SU TAREA
Prosiga la crónica sobre la espera de la evacuación de los refugiados en el puerto de Alicante a partir de su última oración.

TEXTO FUENTE
· · · · ·

10 septiembre 2007

CRÓNICA DE LOS ÚLTIMOS DÍAS (VII): EL DESENLACE

CRÓNICA DE LOS ÚLTIMOS DÍAS (I): LAS LISTAS
CRÓNICA DE LOS ÚLTIMOS DÍAS (II): UNA CIUDAD FANTASMAL
CRÓNICA DE LOS ÚLTIMOS DÍAS (III): CONCENTRADOS
CRÓNICA DE LOS ÚLTIMOS DÍAS (IV): ESPERA DESESPERADA
CRÓNICA DE LOS ÚLTIMOS DÍAS (V): LA CRÓNICA
CRÓNICA DE LOS ÚLTIMOS DÍAS (VI): LOS ITALIANOS EN ALICANTE
Inasequible al desaliento, la Comisión Internacional de Evacuación continúa haciendo desesperadas gestiones para sacarnos de la ratonera en que estamos metidos. Aunque todos sus intentos han resultado baldíos, al anochecer del 30, cuando ya los italianos han ocupado Alicante, cree que sus trabajos pueden culminar en un éxito sensacional. Por teléfono, primero y hablando personalmente con algunos miembros de la Junta, anuncian que a las once de la noche hará su entrada en el puerto un crucero francés, cuyo nombre dan, enviado como primer auxilio por el Gobierno de París. Si no ocurre nada desagradable –es decir, si los refugiados no le tomamos por asalto en un intento desesperado por escapar- vendrán tras él unos buques mercantes que nos sacarán a todos.

· · · · ·

REGISTROS DE DATOS
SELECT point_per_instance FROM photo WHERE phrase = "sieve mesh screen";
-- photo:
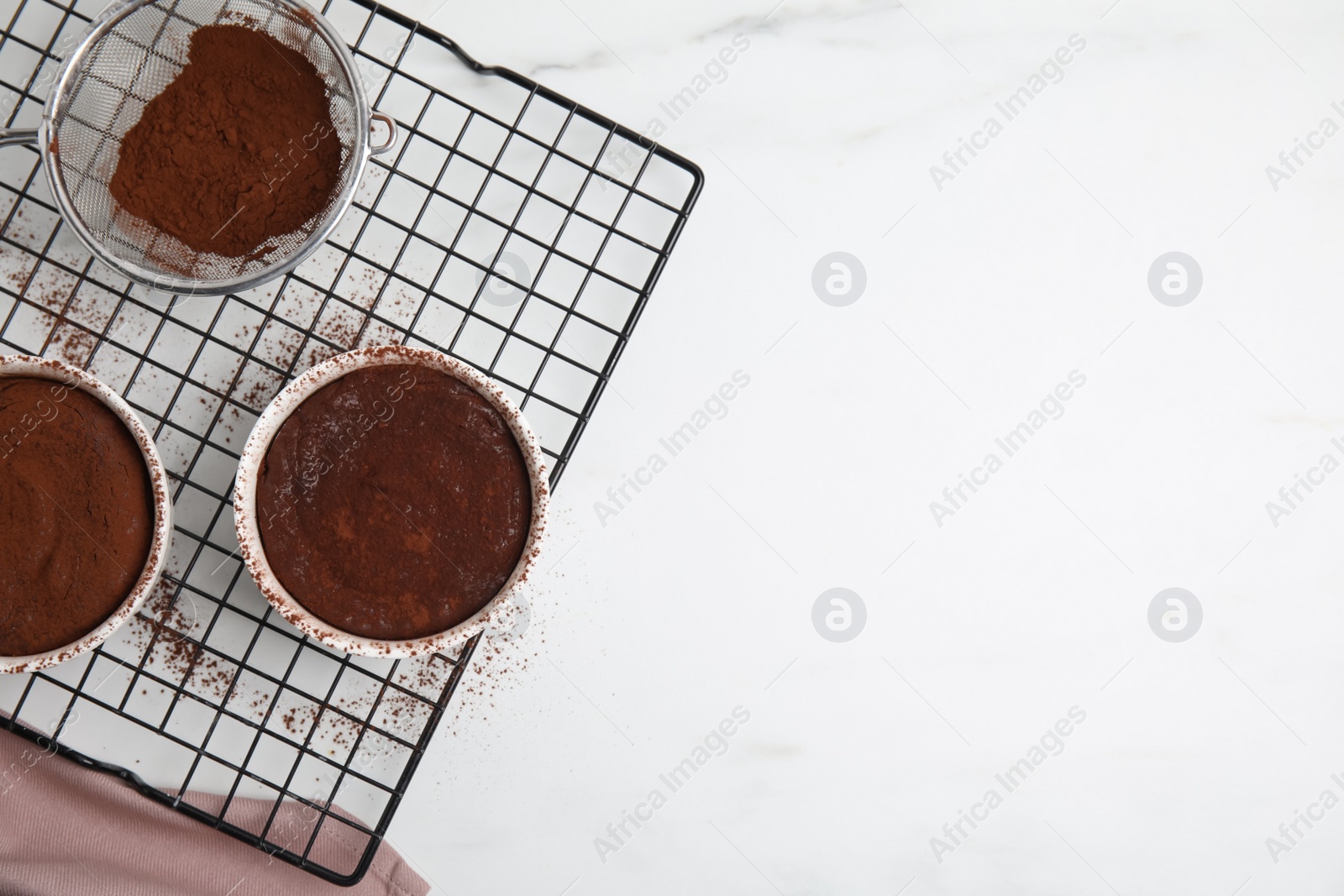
(129, 65)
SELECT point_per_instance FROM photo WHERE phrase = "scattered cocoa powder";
(77, 515)
(237, 150)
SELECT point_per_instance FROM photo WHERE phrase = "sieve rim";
(156, 280)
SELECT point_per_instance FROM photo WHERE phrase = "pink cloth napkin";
(67, 831)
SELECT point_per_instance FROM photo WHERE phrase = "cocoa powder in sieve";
(77, 515)
(237, 150)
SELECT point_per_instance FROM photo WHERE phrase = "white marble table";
(994, 620)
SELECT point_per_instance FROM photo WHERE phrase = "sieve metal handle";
(18, 136)
(391, 134)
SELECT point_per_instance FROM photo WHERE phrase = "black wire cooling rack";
(515, 230)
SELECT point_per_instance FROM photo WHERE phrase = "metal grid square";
(511, 228)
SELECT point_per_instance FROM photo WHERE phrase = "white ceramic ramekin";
(24, 365)
(499, 614)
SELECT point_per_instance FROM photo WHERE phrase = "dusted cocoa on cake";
(394, 503)
(77, 515)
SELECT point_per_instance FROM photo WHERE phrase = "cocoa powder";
(239, 149)
(77, 515)
(394, 503)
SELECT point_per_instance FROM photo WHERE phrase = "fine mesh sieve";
(132, 51)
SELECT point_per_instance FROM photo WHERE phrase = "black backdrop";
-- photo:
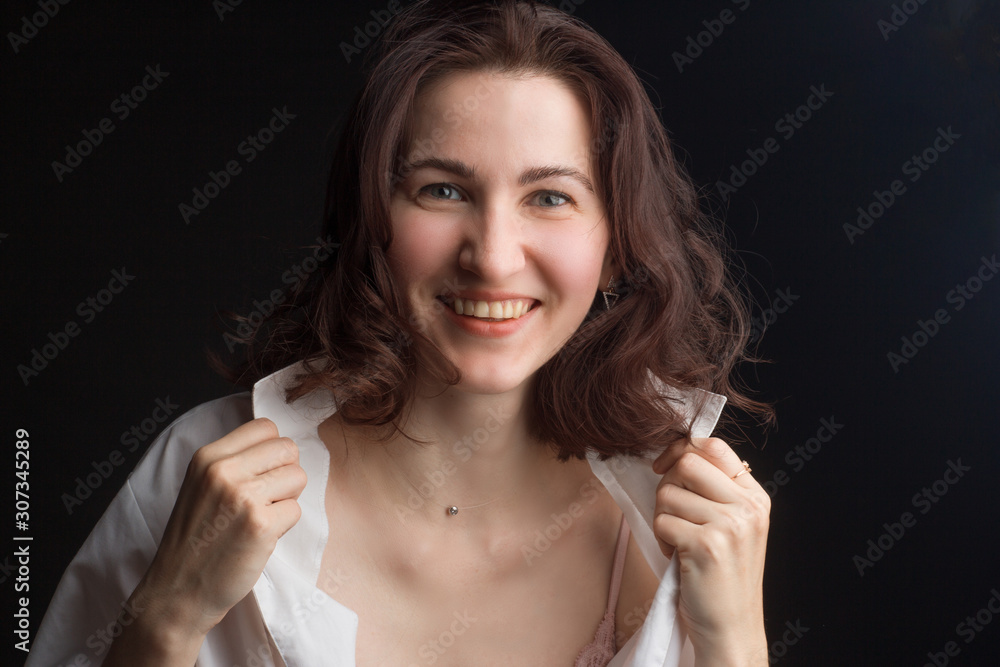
(896, 83)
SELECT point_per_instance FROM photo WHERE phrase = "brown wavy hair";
(681, 316)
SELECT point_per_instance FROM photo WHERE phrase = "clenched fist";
(715, 520)
(238, 497)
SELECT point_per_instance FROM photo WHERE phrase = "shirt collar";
(309, 627)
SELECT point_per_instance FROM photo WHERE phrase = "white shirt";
(287, 620)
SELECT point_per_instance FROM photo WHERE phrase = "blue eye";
(448, 189)
(551, 194)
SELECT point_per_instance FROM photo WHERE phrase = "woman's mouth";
(490, 311)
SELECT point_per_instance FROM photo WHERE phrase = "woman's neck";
(479, 458)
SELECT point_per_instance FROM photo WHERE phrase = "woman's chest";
(534, 598)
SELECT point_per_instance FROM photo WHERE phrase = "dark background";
(61, 240)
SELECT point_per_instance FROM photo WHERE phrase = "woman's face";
(497, 210)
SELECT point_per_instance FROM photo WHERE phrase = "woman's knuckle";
(688, 461)
(716, 447)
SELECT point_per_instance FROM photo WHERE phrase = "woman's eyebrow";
(528, 176)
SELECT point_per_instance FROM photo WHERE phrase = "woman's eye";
(550, 199)
(443, 191)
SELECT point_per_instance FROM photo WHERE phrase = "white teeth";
(497, 310)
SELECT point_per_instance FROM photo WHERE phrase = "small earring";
(610, 297)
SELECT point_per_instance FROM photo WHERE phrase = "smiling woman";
(478, 432)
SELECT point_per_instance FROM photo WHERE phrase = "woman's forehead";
(488, 117)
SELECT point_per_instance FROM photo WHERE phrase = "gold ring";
(746, 469)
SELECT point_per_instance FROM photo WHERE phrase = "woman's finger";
(695, 473)
(685, 504)
(714, 450)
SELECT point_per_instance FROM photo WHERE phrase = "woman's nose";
(493, 244)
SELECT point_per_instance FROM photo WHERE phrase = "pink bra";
(599, 652)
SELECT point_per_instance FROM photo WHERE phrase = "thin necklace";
(451, 510)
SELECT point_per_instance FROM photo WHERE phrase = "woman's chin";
(485, 379)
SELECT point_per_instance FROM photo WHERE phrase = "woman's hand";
(237, 498)
(716, 523)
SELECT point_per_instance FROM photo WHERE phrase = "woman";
(479, 432)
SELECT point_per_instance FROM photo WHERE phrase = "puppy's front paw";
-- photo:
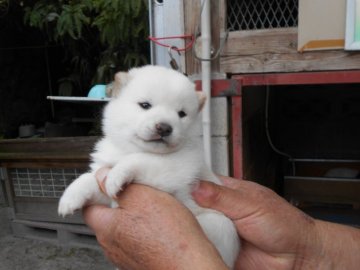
(67, 206)
(115, 180)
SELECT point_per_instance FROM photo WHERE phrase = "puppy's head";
(153, 109)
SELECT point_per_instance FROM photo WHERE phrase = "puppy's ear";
(120, 80)
(202, 98)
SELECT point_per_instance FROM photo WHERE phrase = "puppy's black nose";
(163, 129)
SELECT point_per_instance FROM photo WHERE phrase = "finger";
(235, 204)
(230, 182)
(98, 217)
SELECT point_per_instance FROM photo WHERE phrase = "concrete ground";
(25, 254)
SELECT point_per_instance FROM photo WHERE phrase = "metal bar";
(305, 78)
(236, 136)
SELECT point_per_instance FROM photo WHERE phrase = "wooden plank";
(263, 51)
(191, 22)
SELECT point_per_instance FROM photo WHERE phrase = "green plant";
(100, 37)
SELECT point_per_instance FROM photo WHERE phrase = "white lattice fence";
(49, 183)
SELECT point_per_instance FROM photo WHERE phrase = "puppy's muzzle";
(163, 129)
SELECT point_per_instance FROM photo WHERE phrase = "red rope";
(188, 45)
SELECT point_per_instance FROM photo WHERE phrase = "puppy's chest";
(170, 172)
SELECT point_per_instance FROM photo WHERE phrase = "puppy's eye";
(181, 114)
(145, 105)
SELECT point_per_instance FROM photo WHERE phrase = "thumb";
(233, 203)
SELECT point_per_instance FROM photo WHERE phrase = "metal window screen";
(261, 14)
(49, 183)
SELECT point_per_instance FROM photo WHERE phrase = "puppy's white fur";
(133, 148)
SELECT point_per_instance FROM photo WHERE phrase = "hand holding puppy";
(153, 231)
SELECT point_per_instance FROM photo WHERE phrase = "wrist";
(203, 257)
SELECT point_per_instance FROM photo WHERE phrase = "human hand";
(151, 230)
(275, 234)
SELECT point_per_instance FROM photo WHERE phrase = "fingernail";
(101, 178)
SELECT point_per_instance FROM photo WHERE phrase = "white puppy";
(149, 138)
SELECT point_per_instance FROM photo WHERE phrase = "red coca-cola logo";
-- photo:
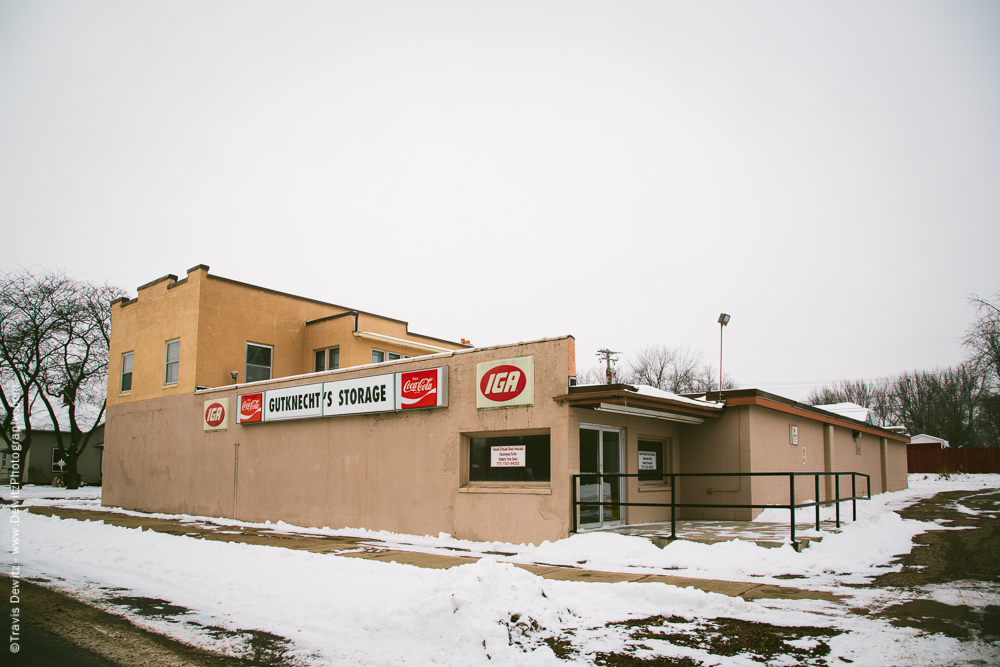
(503, 383)
(251, 408)
(215, 414)
(419, 389)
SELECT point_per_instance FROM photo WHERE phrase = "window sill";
(527, 490)
(654, 487)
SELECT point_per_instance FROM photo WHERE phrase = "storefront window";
(521, 458)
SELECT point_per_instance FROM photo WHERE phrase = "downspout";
(236, 478)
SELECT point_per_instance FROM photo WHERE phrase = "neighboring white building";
(929, 439)
(852, 411)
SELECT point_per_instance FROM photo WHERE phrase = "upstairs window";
(258, 362)
(321, 363)
(126, 372)
(173, 362)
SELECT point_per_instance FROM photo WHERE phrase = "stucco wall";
(160, 313)
(395, 471)
(233, 314)
(634, 429)
(718, 445)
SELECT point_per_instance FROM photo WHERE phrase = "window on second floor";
(126, 372)
(258, 362)
(173, 362)
(321, 360)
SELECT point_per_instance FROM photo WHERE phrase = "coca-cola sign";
(418, 389)
(426, 388)
(251, 408)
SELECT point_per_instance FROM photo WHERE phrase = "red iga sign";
(251, 408)
(503, 383)
(216, 414)
(418, 389)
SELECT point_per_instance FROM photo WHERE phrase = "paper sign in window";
(507, 456)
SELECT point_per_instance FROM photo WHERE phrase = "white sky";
(827, 173)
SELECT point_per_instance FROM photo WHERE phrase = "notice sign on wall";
(505, 383)
(507, 456)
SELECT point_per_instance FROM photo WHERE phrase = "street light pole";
(723, 321)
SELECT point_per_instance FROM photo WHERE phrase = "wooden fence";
(930, 458)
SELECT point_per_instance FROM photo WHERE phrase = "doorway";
(601, 451)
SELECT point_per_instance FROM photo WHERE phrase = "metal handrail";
(792, 506)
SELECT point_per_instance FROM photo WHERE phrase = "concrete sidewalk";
(370, 549)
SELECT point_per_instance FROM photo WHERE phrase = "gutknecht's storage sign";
(425, 388)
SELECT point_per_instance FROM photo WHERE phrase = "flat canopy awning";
(640, 401)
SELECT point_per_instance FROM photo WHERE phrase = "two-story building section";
(207, 331)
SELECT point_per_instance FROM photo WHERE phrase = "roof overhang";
(756, 397)
(624, 399)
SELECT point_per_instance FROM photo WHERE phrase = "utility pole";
(606, 354)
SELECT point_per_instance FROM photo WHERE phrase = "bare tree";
(678, 370)
(982, 340)
(876, 395)
(54, 341)
(942, 402)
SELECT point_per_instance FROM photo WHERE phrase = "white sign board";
(293, 402)
(376, 393)
(507, 456)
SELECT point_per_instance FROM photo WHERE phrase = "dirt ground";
(968, 553)
(57, 629)
(964, 554)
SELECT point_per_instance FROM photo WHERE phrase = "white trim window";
(258, 362)
(173, 361)
(126, 385)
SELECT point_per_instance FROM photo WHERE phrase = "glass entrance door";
(600, 452)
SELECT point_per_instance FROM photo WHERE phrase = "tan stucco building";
(479, 443)
(176, 335)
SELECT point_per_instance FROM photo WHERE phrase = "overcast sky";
(827, 173)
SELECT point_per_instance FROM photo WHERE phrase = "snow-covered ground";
(337, 610)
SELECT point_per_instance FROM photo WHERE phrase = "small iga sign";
(216, 414)
(505, 383)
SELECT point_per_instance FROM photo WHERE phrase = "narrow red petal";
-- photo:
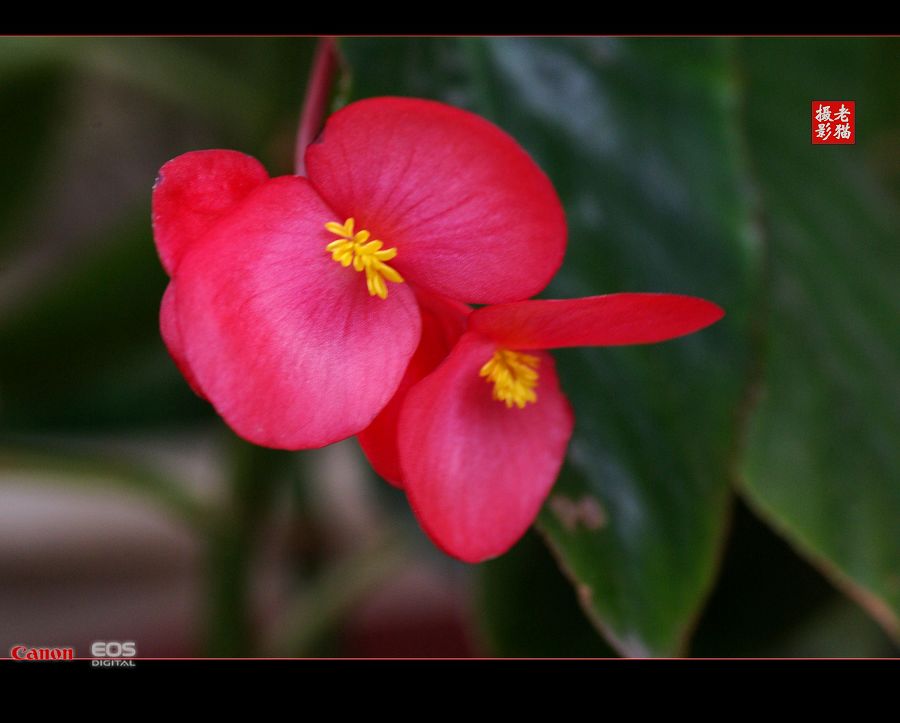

· · · · ·

RESPUESTA
-En el crucero sólo podrán embarcar ciento cincuenta personas, que deberán estar preparadas para subir apenas atraque.
A las diez y media de la noche, los 150 seleccionados están con sus equipajes en un punto del muelle cercano al faro de la bocana. A 50 metros de donde esperan se levanta un parapeto con sacos y se pone vigilancia para que los demás no intenten asaltar el crucero apenas atraque, dificultando y quizá imposibilitando la salida de nadie.
Empieza entonces una noche más angustiosa y dramática aún que la precedente. Hay entre ambas extraordinarias semejanzas. La única diferencia es que han pasado veinticuatros horas, el tiempo se agota para todos, los italianos están dentro de Alicante y la desesperación y la angustia aumentan por segundos.
Durante horas enteras vemos las luces de los barcos que se mueven por la bahía.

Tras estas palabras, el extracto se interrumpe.